Task data:
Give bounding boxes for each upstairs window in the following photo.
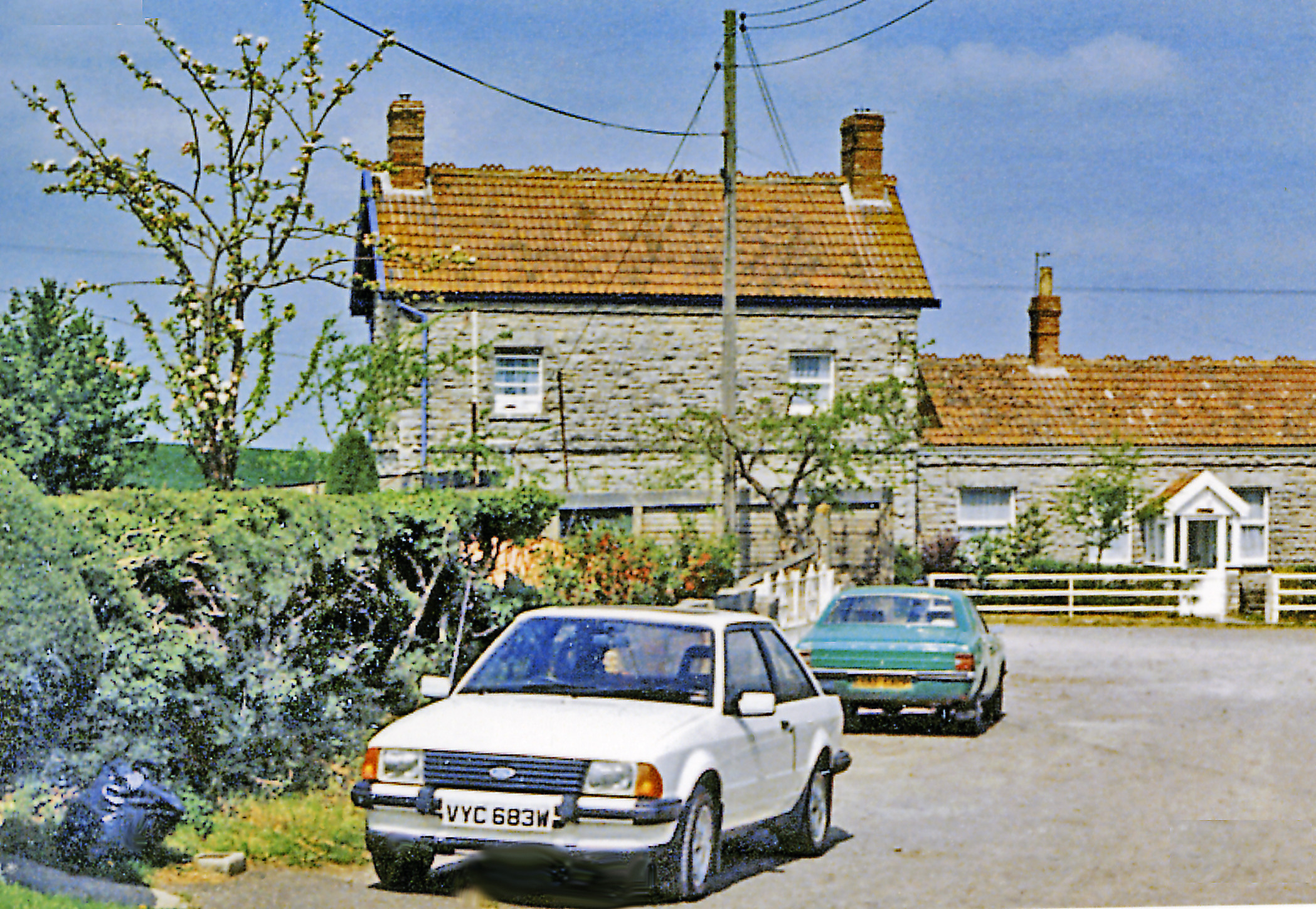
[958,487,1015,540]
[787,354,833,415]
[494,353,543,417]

* * *

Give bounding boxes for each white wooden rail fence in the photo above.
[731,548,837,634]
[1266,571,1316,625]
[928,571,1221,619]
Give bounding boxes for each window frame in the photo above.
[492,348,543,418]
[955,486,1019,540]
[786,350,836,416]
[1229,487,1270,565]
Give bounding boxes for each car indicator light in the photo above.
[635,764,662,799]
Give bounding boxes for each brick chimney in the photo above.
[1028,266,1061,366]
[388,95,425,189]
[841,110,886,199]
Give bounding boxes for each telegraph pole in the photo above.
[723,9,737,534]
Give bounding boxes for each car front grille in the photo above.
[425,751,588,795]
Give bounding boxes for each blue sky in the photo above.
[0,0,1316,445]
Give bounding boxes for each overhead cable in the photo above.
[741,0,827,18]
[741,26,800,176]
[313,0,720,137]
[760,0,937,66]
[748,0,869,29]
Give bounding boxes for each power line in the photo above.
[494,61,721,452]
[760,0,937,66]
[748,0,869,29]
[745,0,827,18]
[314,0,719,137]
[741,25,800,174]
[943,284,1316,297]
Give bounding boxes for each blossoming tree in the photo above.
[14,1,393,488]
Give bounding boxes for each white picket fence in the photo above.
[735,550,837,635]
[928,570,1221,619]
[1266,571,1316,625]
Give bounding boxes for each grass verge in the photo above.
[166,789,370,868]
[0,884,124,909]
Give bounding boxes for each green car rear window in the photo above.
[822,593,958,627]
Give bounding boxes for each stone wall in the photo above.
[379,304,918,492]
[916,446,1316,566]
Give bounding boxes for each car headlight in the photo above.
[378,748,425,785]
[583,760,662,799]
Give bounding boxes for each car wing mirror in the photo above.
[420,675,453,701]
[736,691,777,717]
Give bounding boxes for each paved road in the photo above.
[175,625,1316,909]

* * *

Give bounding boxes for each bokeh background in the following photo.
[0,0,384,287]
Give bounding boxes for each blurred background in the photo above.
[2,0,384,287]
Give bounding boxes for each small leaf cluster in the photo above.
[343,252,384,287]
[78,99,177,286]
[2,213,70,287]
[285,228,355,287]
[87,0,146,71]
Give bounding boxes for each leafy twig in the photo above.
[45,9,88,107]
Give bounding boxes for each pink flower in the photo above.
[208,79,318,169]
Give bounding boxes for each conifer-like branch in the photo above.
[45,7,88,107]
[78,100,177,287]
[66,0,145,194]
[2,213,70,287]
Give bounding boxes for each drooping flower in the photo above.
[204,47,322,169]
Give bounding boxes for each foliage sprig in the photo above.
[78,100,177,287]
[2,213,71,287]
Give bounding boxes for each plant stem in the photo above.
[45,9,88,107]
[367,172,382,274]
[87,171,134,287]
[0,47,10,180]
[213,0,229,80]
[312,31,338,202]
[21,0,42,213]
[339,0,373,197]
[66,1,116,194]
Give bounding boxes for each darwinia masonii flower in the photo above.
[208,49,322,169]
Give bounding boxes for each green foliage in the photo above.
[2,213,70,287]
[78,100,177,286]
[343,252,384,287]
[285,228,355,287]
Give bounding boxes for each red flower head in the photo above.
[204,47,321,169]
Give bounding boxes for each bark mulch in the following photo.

What you need to do: Can you express the entries above as a JSON list of strings, one per line, from the line containing "Give bounding boxes for each white wooden" through the line containing "[175,625,1316,909]", both included? Skip any blank lines.

The reply:
[
  "Give bounding boxes for each white wooden rail fence in the photo above.",
  "[731,548,837,634]",
  "[1266,571,1316,625]",
  "[928,571,1221,619]",
  "Give bounding boxes for each window frame in the photo above.",
  "[492,348,543,418]",
  "[955,486,1019,540]",
  "[786,350,836,416]",
  "[1229,487,1270,565]",
  "Give bounding boxes for each car indicator light in the photo above.",
  "[635,764,662,799]",
  "Give bounding boxes for each brick chimney in the photo above.",
  "[1028,266,1061,366]",
  "[388,95,425,189]",
  "[841,110,886,199]",
  "Give bounding boxes for each telegraph pole in the photo above.",
  "[723,9,737,534]",
  "Give bounding boxes for each car front grille in the photo above.",
  "[425,751,588,795]",
  "Give bounding boxes for each blue sky in the photo above.",
  "[0,0,1316,445]",
  "Give bounding boxes for each overhead cable in the photo above.",
  "[741,0,827,18]",
  "[741,26,800,176]",
  "[313,0,720,137]",
  "[760,0,937,66]",
  "[748,0,869,29]",
  "Give bounding boxes for each power line in the photo above.",
  "[494,61,721,452]",
  "[760,0,937,66]",
  "[748,0,869,29]",
  "[745,0,827,18]",
  "[314,0,719,137]",
  "[741,25,800,174]",
  "[943,284,1316,297]",
  "Give bounding boxes for each blossoming tree in the photo above.",
  "[14,1,393,488]",
  "Give bounding boxes for each white picket fence in the photo above.",
  "[735,550,837,635]",
  "[928,570,1221,619]",
  "[1266,571,1316,625]",
  "Give bounding boxes for each grass verge in the photo above.",
  "[166,789,370,868]",
  "[0,884,124,909]",
  "Give bounding boxes for each green car rear window in the photo above.",
  "[822,593,958,627]",
  "Give bounding boxes for each stone wall in the photo above.",
  "[379,304,918,492]",
  "[916,446,1316,566]",
  "Give bounding boxes for each car headlight in the photo above.",
  "[378,748,425,785]",
  "[583,760,662,799]",
  "Give bounding boxes for each car wing mirror in the photo above.",
  "[420,675,453,701]",
  "[736,691,777,717]",
  "Give bounding boxes for each paved road in the photo above.",
  "[175,625,1316,909]"
]